WHAT THE TASK ASKS.
Extract every line of the records below that contains the string "seated", and copy each line unchanged.

DATASET RECORDS.
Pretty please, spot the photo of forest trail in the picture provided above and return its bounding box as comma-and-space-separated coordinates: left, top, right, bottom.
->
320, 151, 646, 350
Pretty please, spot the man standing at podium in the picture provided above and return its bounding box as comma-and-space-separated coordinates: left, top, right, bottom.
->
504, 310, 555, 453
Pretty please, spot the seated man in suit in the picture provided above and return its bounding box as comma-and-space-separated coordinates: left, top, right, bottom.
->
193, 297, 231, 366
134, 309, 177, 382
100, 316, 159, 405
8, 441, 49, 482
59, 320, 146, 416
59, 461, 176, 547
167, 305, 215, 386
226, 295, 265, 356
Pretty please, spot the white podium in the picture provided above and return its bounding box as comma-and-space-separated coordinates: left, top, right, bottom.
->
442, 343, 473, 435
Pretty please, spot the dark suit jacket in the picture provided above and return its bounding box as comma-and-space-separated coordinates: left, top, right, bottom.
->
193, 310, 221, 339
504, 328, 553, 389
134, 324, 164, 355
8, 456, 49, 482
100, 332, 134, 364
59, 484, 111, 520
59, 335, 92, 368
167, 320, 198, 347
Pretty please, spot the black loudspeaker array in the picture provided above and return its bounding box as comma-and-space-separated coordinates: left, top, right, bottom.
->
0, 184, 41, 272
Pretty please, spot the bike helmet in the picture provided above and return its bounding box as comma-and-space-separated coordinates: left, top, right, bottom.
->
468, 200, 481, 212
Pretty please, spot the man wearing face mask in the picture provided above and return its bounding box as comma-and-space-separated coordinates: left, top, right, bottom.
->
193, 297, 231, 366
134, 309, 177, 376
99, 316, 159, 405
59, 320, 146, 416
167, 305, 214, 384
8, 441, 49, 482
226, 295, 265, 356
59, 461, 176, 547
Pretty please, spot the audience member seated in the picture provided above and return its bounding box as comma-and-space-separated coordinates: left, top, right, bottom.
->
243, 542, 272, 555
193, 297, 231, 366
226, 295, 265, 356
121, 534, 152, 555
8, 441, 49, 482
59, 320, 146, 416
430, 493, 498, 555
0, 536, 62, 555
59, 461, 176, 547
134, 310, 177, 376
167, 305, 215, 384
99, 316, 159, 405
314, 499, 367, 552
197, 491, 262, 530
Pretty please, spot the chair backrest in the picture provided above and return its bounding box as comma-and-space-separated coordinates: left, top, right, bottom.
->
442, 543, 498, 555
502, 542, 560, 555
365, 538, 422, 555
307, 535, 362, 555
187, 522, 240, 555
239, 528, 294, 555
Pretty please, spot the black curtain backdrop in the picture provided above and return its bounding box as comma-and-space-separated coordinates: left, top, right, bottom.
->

TASK ANSWER.
Pretty please, spot the seated man in suit in the picture provided above and return its bounding box as comma-and-space-separated coordinates: left, top, right, bottom.
Pretty please, spot the audience member seated in the picture provided above and return its bounding box as comma-and-space-separated coordinates: left, top, right, bottom.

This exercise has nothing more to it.